START Data for this task
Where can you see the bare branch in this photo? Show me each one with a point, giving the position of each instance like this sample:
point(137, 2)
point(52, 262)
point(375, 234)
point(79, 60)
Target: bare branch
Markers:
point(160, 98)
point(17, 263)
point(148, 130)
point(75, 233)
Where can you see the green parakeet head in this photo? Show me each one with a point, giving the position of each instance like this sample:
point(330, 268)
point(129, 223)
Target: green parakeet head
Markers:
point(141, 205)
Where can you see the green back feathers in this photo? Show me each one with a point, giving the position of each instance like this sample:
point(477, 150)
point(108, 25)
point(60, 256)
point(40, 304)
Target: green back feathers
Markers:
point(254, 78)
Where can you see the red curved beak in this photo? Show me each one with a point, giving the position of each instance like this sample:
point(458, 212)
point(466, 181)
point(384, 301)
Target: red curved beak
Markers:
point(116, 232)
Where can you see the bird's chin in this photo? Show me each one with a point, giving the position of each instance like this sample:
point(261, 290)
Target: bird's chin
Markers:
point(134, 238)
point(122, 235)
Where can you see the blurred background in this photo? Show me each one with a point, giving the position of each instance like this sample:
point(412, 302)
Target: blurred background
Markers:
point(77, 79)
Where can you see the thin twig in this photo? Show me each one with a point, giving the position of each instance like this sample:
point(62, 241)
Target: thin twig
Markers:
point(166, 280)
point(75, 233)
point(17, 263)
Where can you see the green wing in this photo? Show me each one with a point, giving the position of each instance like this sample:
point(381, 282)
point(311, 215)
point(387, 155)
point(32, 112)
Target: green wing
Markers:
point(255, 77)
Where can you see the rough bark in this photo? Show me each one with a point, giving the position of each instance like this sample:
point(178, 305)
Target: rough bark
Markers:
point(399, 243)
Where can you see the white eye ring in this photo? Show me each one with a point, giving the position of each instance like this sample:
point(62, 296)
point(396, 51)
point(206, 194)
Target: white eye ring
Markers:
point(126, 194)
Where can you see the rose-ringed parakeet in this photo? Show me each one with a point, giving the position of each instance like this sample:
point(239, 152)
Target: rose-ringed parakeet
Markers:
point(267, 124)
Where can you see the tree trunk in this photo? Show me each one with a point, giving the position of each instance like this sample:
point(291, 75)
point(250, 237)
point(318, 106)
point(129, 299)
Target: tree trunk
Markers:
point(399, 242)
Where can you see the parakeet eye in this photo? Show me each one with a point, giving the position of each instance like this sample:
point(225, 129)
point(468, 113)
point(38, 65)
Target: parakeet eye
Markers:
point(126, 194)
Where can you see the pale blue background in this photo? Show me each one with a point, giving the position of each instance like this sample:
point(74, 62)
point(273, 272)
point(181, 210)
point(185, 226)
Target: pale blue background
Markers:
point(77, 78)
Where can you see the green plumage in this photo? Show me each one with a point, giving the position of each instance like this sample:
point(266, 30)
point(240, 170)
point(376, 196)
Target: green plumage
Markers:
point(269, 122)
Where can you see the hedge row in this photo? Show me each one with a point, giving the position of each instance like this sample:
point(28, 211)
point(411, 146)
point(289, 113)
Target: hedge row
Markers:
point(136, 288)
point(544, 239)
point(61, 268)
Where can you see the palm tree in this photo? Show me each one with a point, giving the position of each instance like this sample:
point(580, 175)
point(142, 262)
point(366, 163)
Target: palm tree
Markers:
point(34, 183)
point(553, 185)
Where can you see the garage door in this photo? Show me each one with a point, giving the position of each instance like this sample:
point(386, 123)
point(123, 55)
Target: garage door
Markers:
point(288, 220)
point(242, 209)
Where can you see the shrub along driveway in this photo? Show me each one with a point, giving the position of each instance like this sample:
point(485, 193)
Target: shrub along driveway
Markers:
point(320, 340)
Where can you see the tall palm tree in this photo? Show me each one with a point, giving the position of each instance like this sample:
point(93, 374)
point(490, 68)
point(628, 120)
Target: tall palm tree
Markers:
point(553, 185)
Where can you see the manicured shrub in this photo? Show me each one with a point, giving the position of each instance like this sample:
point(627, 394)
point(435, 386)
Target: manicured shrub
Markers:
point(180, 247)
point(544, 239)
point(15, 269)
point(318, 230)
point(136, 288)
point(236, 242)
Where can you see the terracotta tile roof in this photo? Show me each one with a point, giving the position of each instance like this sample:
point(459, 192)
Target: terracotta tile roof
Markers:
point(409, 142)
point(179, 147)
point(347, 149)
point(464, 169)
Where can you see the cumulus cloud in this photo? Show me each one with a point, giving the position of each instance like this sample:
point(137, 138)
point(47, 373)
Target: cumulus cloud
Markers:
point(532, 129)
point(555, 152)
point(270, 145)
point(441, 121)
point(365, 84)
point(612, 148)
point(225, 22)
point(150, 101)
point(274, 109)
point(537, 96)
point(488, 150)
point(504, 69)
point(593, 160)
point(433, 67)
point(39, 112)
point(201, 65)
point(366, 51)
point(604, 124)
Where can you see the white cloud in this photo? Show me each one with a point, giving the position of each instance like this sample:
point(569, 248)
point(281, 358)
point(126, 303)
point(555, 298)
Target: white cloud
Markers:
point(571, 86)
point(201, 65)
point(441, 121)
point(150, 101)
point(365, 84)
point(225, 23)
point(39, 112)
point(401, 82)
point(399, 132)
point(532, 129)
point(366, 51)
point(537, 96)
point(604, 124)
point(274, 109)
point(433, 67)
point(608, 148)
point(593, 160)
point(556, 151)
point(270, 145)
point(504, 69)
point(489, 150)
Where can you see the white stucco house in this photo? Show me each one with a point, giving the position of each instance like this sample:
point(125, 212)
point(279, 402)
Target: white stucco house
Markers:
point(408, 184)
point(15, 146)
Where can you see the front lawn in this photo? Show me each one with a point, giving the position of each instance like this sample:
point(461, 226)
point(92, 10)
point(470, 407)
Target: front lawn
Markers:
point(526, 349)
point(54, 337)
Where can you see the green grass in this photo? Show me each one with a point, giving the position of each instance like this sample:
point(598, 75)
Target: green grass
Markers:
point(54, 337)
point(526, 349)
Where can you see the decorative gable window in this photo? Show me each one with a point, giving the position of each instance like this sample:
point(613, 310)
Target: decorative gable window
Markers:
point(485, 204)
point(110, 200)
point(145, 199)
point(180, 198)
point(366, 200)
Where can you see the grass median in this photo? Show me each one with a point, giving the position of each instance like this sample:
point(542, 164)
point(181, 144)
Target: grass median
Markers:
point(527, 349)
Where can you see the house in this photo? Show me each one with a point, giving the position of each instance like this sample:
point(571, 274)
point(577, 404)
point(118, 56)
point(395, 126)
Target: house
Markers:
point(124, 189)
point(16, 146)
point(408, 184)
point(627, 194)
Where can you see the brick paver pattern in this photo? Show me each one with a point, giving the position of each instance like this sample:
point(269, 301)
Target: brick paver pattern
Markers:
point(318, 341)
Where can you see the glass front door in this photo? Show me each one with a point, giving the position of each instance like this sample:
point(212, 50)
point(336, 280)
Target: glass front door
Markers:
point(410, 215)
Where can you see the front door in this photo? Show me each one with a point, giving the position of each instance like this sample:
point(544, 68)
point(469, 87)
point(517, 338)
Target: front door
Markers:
END Data for this task
Reproduce all of the entries above, swapping every "Markers" for "Locations" and changing nothing else.

Where can you see the bare branch in this photo? Show me each one with a point, giving the position of each instance like this sample:
point(137, 2)
point(52, 262)
point(375, 234)
point(79, 60)
Target: bare branch
Locations:
point(160, 98)
point(17, 263)
point(148, 130)
point(75, 233)
Where can you see the green parakeet head in this photo? Show me each one with a point, giving the position of each instance like this sample:
point(330, 268)
point(129, 223)
Target: green parakeet head
Locations:
point(141, 205)
Where can you see the green back feathers in this photo? Show me each one with a point, giving the position of each instance like this sample:
point(477, 150)
point(108, 25)
point(60, 256)
point(40, 304)
Target: green back feathers
Locations:
point(254, 78)
Where can you see the red curved beak in this photo? Show me each one with a point, giving the position of each instance like this sample:
point(458, 212)
point(466, 181)
point(384, 301)
Target: red curved beak
Locations:
point(116, 232)
Where can you see the bird's chin in this photo? Show me each one with a point, giving the position of each instance like this sample:
point(261, 290)
Target: bird's chin
Locations:
point(134, 238)
point(122, 235)
Where can you see the blurred background in this photo? Show me each one with a point, giving the position of each instance like this sample:
point(412, 302)
Target: blurred background
Locations:
point(77, 79)
Where can you see the thin twig in this photo? Show me each one with a point, giving the position of each instance like this sample:
point(62, 241)
Target: thin twig
Locations:
point(166, 280)
point(75, 233)
point(17, 263)
Where can you see the green wing in this photo? Show me each one with a point, giving the position of each instance like this sample:
point(381, 282)
point(311, 215)
point(387, 155)
point(32, 112)
Target: green wing
Locations:
point(255, 77)
Where can you see the rough bark in this photo? Show me each one with a point, giving the position of each instance like this sample:
point(178, 305)
Target: rough bark
Locations:
point(399, 243)
Where can you see the white eye ring in this photo? Show me each one with a point, giving the position of each instance like this sample:
point(62, 296)
point(396, 51)
point(206, 194)
Target: white eye ring
Locations:
point(126, 194)
Where can you see the rose-ringed parakeet in this photo? Show me each one with a point, giving the position of each instance like this sample:
point(239, 152)
Target: rose-ringed parakeet
Locations:
point(267, 124)
Where can you see the tree trunk in this photo? Show me each one with a point, giving the position of each instance like this sample:
point(291, 75)
point(250, 237)
point(318, 106)
point(129, 299)
Target: tree trunk
Locations:
point(399, 242)
Where can you see the parakeet eye in this photo? Show me each one with a point, giving the position of each instance like this sample:
point(225, 129)
point(468, 113)
point(38, 65)
Target: parakeet eye
Locations:
point(126, 194)
Where can you see the pale blue background in this photo? Show me each one with a point, giving the position of each instance like this sample:
point(74, 62)
point(273, 272)
point(181, 210)
point(185, 226)
Target: pale blue background
Locations:
point(77, 78)
Where can you see the green plumage in this photo? Show me each one with a point, giving the position of each instance like this sample:
point(266, 30)
point(240, 170)
point(376, 196)
Target: green plumage
Locations:
point(269, 122)
Where can you see the hedge row in this photo? Show me each one with a point, giving the position of each instance like this sample:
point(28, 211)
point(411, 146)
point(289, 113)
Target: hedge row
Locations:
point(136, 288)
point(544, 239)
point(61, 268)
Where can you see the palm tree in this photo? Show me each one with a point, giving the position of each instance like this sample:
point(580, 175)
point(142, 262)
point(366, 163)
Target: palm tree
Locations:
point(34, 183)
point(553, 185)
Where can you see the garage door in this photo? Show me each one with a point, giving the position of each instance like this sample:
point(386, 123)
point(123, 55)
Target: garage door
Locations:
point(288, 220)
point(242, 209)
Where can you see the shrub along driveway in this photo? Show me each one with a point, giving the position of each instance like this sample:
point(485, 193)
Target: shrub along driveway
Locations:
point(320, 340)
Where can you see the tall palm tree in this photo? Show me each one with a point, giving the position of each instance like this sample:
point(93, 374)
point(490, 68)
point(628, 120)
Target: tall palm tree
Locations:
point(553, 185)
Where can you see the manicured shrub in this photo? Show me each one with a point, giving the position of each instance like this sample:
point(627, 394)
point(435, 386)
Target: manicured shrub
Locations:
point(180, 247)
point(544, 239)
point(15, 269)
point(318, 230)
point(136, 288)
point(236, 242)
Where can you see the terracotta tile roof in this photo? Show me each one with a point, giving the position of each instance like this sample:
point(459, 192)
Target: terracotta tile roof
Locations:
point(409, 142)
point(179, 147)
point(347, 149)
point(464, 169)
Where can you see the cumulus cloud in this photo? Show me each one with a point, giving the position of each instance like this sample:
point(137, 138)
point(47, 373)
Target: cumulus cloud
Locations:
point(532, 129)
point(555, 152)
point(270, 145)
point(441, 121)
point(365, 84)
point(612, 148)
point(225, 22)
point(150, 101)
point(274, 109)
point(537, 96)
point(488, 150)
point(504, 69)
point(593, 160)
point(433, 67)
point(39, 112)
point(201, 65)
point(366, 51)
point(604, 124)
Where can you see the white cloud in this photo? Show me each one with a point, giving the position of each instance like this sample:
point(569, 248)
point(281, 358)
point(126, 303)
point(555, 298)
Target: white cloud
Locations:
point(571, 86)
point(201, 65)
point(441, 121)
point(150, 101)
point(365, 84)
point(225, 23)
point(39, 112)
point(401, 82)
point(399, 132)
point(532, 129)
point(366, 51)
point(537, 96)
point(604, 124)
point(274, 109)
point(433, 67)
point(608, 148)
point(593, 160)
point(556, 151)
point(270, 145)
point(504, 69)
point(489, 150)
Where can you see the white stucco house in this photo? Show me each one with a point, giving the position of each instance like this sample:
point(125, 212)
point(279, 402)
Target: white stucco house
Locations:
point(408, 184)
point(15, 146)
Where can you see the front lawn in this photo? Show me each one with a point, giving the position of each instance like this sample:
point(461, 226)
point(92, 10)
point(470, 407)
Target: front lawn
Locations:
point(526, 349)
point(54, 337)
Where can you see the green grass in this photo? Show me each one with a point, giving the position of each instance like this sample:
point(598, 75)
Target: green grass
Locations:
point(54, 337)
point(526, 349)
Where can you see the decorative gable window in this photo? Show me each one with a point, giving the position of each instance like this sample:
point(613, 310)
Target: decorative gable window
Locations:
point(485, 204)
point(110, 200)
point(145, 199)
point(180, 198)
point(366, 200)
Where can you see the grass median in this photo? Show me each one with a point, giving the position of each instance like this sample:
point(542, 164)
point(181, 144)
Target: grass median
Locations:
point(527, 349)
Where can you see the house in this photo? Show me each one with a point, giving the position of each instance like this sample:
point(571, 274)
point(577, 404)
point(118, 56)
point(395, 126)
Target: house
Locations:
point(124, 189)
point(16, 146)
point(408, 184)
point(627, 194)
Where can you see the brick paver pattern in this photo? Show me each one with a point, giving the position of each instance like this sample:
point(269, 301)
Target: brick paver pattern
Locations:
point(318, 341)
Where can you see the glass front door in this photo? Show me each one with a point, giving the position of each instance like this sample:
point(212, 50)
point(336, 280)
Target: glass front door
Locations:
point(410, 215)
Where can you see the front door in this photo? Show me each one with a point, giving the position of each instance like this sample:
point(544, 68)
point(469, 87)
point(517, 338)
Target: front door
Locations:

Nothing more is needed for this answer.